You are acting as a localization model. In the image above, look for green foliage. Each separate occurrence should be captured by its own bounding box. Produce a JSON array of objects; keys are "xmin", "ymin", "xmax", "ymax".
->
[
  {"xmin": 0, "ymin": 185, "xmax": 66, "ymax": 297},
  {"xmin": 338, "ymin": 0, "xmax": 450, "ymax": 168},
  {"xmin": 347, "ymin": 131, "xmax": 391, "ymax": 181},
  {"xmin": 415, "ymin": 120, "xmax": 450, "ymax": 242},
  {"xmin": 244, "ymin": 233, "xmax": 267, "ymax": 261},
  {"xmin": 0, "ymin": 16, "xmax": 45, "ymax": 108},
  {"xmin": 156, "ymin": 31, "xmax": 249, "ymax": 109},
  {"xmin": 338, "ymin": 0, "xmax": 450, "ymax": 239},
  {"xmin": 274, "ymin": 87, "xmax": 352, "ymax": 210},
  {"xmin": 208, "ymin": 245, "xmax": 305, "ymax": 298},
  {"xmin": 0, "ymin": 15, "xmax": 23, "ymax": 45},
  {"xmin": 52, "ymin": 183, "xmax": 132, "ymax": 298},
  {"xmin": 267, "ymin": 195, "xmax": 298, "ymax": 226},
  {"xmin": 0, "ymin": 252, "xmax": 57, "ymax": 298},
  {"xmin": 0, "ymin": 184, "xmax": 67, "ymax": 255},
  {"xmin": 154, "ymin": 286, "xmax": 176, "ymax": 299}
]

:::::

* TASK INSTRUCTIONS: Would you output every line of the listing exactly?

* TASK RESULT:
You are acting as a localization model. In the image above, look for green foliage. Each separate occurrence should be captured by its own bounding box. Produce a JSON array of objects; keys are "xmin", "ymin", "xmax", "ymax".
->
[
  {"xmin": 0, "ymin": 185, "xmax": 66, "ymax": 297},
  {"xmin": 338, "ymin": 0, "xmax": 450, "ymax": 168},
  {"xmin": 347, "ymin": 131, "xmax": 391, "ymax": 181},
  {"xmin": 415, "ymin": 120, "xmax": 450, "ymax": 242},
  {"xmin": 244, "ymin": 233, "xmax": 267, "ymax": 261},
  {"xmin": 0, "ymin": 16, "xmax": 45, "ymax": 108},
  {"xmin": 156, "ymin": 31, "xmax": 249, "ymax": 109},
  {"xmin": 338, "ymin": 0, "xmax": 450, "ymax": 239},
  {"xmin": 274, "ymin": 87, "xmax": 352, "ymax": 210},
  {"xmin": 208, "ymin": 245, "xmax": 305, "ymax": 298},
  {"xmin": 0, "ymin": 15, "xmax": 23, "ymax": 45},
  {"xmin": 52, "ymin": 183, "xmax": 132, "ymax": 298},
  {"xmin": 267, "ymin": 195, "xmax": 298, "ymax": 226},
  {"xmin": 0, "ymin": 252, "xmax": 57, "ymax": 298},
  {"xmin": 0, "ymin": 184, "xmax": 67, "ymax": 255},
  {"xmin": 154, "ymin": 286, "xmax": 176, "ymax": 299}
]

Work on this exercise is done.